TASK OBJECTIVE: Carry on the passage about fallacies that arise from facts assumed without evidence, starting after its last sentence.

SOURCE DOCUMENT:
--------------------------------------------------

Such instances as these strikingly show the necessity of scrutinising the doctrines of even the most eminent philosophers in their very origin, as well as exemplify the prevalence and importance of those errors which lurk in ambiguities of language, unwarranted generalisations, and assumptions of fiction for fact.

Whoever attentively reflects on these examples, and on the suggestions regarding them, which have been offered in the present chapter, will probably agree with the author that, although the first two causes of fallacy extensively prevail, yet the greatest revolution remaining to be produced in human thought will arise from a diminution of the lastmentioned source of erroneous conclusions, or, in other words, from an examination of propositions expressive of facts assumed without any evidence.

The progress of physical science may be looked upon now as secure. In this department of knowledge, the human mind has succeeded in placing itself on the right track; and although some improvement may be effected in the exact expression of abstruse scientific principles, what chiefly remains to be done, is to go forward from the points already attained, to the investigation of facts hitherto overlooked, or not yet brought to light, or not sufficiently examined, with all the aid supplied by the exquisite instruments and subtle methods of

calculation invented by modern ingenuity. The proper mode of proceeding is here insured by such illustrious examples of successful investigation, that the necessity of rules and formulas is almost superseded. But in morals, metaphysics, theology, and politics, with all subjects belonging to social science not comprehended by those terms, and I may add in the science of medicine, a different aspect of affairs presents itself. Here there are innumerable gratuitous and baseless assumptions, received with entire faith as unquestionable and almost self-evident first principles, of the groundlessness of which no suspicion is entertained.

--------------------------------------------------

EXTRACTED DATA:
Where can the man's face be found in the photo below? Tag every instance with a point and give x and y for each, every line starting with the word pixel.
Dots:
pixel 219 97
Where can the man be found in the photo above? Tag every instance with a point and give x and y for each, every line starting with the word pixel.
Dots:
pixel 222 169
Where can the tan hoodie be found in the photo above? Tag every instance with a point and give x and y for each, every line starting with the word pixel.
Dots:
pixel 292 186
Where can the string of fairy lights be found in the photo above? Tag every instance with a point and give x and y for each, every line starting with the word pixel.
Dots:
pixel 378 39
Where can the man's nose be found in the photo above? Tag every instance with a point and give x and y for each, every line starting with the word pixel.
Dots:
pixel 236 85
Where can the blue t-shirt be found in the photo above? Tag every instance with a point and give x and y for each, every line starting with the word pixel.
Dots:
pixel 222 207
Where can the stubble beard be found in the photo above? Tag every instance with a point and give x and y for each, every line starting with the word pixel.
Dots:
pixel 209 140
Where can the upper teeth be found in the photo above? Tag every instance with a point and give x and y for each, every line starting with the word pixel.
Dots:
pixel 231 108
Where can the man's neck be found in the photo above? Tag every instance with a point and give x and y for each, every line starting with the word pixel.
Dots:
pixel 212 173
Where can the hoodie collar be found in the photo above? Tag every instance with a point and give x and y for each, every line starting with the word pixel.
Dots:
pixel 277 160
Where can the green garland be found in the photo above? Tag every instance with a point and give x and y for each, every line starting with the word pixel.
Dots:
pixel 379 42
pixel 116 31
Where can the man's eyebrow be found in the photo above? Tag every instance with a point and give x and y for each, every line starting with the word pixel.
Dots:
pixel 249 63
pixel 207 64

--------------------------------------------------

RESPONSE BELOW:
These are often mixed with truths, and the various deductions from both being perpetually intermingled with the original data and with each other, the result is a chaos of opinions, from which, in moments of speculative despondency, it seems, to the philosophic mind, impossible for the human race to be extricated.

The only method of extrication is for the inquirer to allow no facts, no propositions, no doctrines, no principles, or whatever else they may be called, to pass before him on any question which he has undertaken to examine, without scrutinising their character and carefully investigating the evidence on which they rest, or are supposed to rest; and where there is no evidence at all, attempting to trace the groundless assumptions to their origin

in mal-observation, misapprehension, ignorance, falsehood, the love of fiction, or other causes.

This course is doubtless opposed by a general and a reprehensible repugnance to review established doctrines, and by the mischievous prejudice, which has so long obstructed philosophical inquiry, that opinions are legitimate objects of moral approbation and censure; that for the conclusions to which a man is brought in the free exercise of his intellect, he may be justly subjected to moral condemnation.

The destruction of this senseless and pernicious dogma, which subjects the thinking few to the despotism of the unthinking many, would sweep away one of the greatest impediments, not only to the progress of truth, not only to the advance of sound morality, but to the reciprocation of kind feelings and good deeds, to the peace of the individual, the family circle, and the community; in a word, to the happiness which is ready to flow upon the human race from a thousand sources were it permitted to do so.

It is not yet adequately perceived how much the predominance of speculative error costs the world.